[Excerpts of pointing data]
====================
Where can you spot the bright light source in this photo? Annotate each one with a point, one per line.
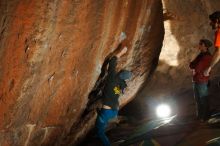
(163, 111)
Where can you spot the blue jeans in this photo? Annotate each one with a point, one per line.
(201, 97)
(101, 123)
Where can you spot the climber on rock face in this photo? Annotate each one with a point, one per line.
(114, 87)
(200, 82)
(215, 24)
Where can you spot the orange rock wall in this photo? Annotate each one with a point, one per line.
(51, 54)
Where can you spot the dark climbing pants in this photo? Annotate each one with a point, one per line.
(201, 97)
(101, 123)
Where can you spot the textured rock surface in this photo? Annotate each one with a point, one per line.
(51, 56)
(185, 23)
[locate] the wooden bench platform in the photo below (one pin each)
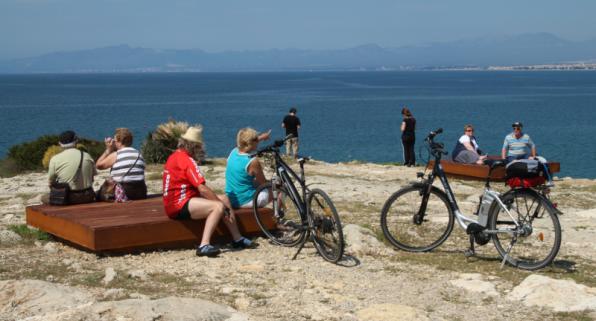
(130, 226)
(480, 172)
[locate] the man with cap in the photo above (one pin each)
(291, 123)
(518, 145)
(74, 167)
(186, 196)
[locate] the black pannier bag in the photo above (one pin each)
(524, 168)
====================
**PROBLEM DESCRIPTION:** Write out the rows word for word, starting at the line containing "[locate] the black" and ending at the final row.

**FULL RESPONSE:**
[locate] the black pannier bag in the photo above (one pin each)
(524, 168)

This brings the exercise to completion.